>> start

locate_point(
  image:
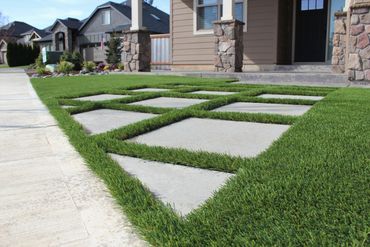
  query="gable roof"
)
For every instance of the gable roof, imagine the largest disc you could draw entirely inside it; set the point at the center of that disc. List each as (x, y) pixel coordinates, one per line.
(16, 28)
(70, 23)
(47, 38)
(154, 20)
(41, 33)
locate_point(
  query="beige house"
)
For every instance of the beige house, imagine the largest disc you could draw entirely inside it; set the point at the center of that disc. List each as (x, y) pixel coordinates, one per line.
(262, 35)
(276, 32)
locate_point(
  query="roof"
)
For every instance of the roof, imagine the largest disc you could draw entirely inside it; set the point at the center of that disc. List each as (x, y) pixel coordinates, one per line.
(16, 28)
(71, 23)
(41, 33)
(155, 20)
(47, 38)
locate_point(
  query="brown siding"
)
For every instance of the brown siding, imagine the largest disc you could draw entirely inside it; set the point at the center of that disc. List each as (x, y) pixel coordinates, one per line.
(187, 48)
(260, 41)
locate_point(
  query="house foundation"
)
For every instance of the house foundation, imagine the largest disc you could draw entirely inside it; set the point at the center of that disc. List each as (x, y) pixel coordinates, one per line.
(136, 54)
(228, 46)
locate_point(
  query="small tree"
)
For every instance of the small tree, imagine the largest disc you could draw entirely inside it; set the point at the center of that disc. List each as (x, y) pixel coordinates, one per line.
(114, 50)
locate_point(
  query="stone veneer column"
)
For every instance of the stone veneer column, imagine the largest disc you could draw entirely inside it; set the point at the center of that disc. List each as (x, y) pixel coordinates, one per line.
(340, 42)
(359, 42)
(136, 55)
(229, 46)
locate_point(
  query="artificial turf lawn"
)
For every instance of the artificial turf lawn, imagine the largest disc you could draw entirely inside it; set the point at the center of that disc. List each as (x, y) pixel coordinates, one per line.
(312, 187)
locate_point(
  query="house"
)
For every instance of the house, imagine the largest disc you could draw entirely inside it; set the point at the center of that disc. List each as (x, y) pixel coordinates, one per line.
(13, 32)
(89, 36)
(275, 32)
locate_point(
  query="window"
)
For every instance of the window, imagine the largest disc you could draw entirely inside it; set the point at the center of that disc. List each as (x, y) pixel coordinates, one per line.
(312, 5)
(106, 17)
(208, 11)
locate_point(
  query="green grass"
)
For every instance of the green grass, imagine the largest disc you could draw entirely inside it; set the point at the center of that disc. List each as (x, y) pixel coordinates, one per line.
(310, 188)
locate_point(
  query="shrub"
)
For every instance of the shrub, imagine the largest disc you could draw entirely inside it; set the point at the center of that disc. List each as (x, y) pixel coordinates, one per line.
(65, 67)
(101, 67)
(66, 57)
(39, 63)
(75, 58)
(42, 71)
(120, 66)
(89, 66)
(114, 50)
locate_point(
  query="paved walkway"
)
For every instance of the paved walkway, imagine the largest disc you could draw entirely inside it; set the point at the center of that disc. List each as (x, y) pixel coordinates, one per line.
(48, 197)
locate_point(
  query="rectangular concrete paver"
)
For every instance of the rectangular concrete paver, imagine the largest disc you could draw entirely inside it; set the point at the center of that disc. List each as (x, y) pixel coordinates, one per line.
(285, 96)
(165, 102)
(242, 139)
(282, 109)
(213, 92)
(150, 90)
(48, 196)
(100, 121)
(102, 97)
(184, 188)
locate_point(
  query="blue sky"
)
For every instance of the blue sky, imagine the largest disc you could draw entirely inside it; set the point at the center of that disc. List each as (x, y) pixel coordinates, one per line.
(42, 13)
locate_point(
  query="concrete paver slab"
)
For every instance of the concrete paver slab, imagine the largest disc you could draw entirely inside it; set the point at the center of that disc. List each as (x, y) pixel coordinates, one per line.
(285, 96)
(165, 102)
(213, 92)
(282, 109)
(148, 90)
(242, 139)
(100, 121)
(102, 97)
(184, 188)
(48, 196)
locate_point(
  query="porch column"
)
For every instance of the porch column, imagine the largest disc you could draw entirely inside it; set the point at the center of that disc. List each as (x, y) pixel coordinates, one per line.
(229, 46)
(228, 9)
(136, 15)
(136, 55)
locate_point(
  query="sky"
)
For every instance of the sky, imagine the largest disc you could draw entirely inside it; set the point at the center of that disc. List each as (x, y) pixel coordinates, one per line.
(43, 13)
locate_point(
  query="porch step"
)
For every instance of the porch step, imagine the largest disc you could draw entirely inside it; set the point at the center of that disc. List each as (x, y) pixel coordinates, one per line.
(294, 78)
(303, 68)
(312, 78)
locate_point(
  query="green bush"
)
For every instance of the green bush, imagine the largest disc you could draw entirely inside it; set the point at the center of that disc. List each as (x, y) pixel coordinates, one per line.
(39, 63)
(75, 58)
(114, 50)
(89, 66)
(41, 71)
(120, 66)
(65, 67)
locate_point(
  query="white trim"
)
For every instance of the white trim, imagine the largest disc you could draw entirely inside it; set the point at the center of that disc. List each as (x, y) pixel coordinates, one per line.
(104, 12)
(210, 31)
(136, 15)
(228, 10)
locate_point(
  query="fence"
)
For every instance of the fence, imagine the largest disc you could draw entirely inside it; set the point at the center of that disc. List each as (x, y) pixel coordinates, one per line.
(161, 52)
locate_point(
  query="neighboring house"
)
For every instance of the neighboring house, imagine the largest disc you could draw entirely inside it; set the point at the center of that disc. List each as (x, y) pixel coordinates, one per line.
(90, 35)
(16, 32)
(276, 32)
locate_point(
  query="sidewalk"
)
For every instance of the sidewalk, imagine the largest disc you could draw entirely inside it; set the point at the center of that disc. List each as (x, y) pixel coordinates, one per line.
(48, 197)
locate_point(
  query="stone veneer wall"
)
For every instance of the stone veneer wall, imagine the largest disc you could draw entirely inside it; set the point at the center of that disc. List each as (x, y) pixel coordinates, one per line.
(339, 42)
(359, 43)
(136, 55)
(228, 46)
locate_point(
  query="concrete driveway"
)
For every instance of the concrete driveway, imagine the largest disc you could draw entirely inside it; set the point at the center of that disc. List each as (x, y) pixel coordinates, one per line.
(48, 197)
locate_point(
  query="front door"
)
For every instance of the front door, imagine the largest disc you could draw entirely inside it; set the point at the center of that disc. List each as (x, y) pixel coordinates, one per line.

>> end

WORK TO COMPLETE
List every line of the entries above that contains the string "beige".

EXERCISE OUTPUT
  query="beige house"
For every instance of the beige house, imagine the largest disc you could draw entirely inside it; set the point at the center of that disc. List each as (x, y) pixel coordinates, one per line.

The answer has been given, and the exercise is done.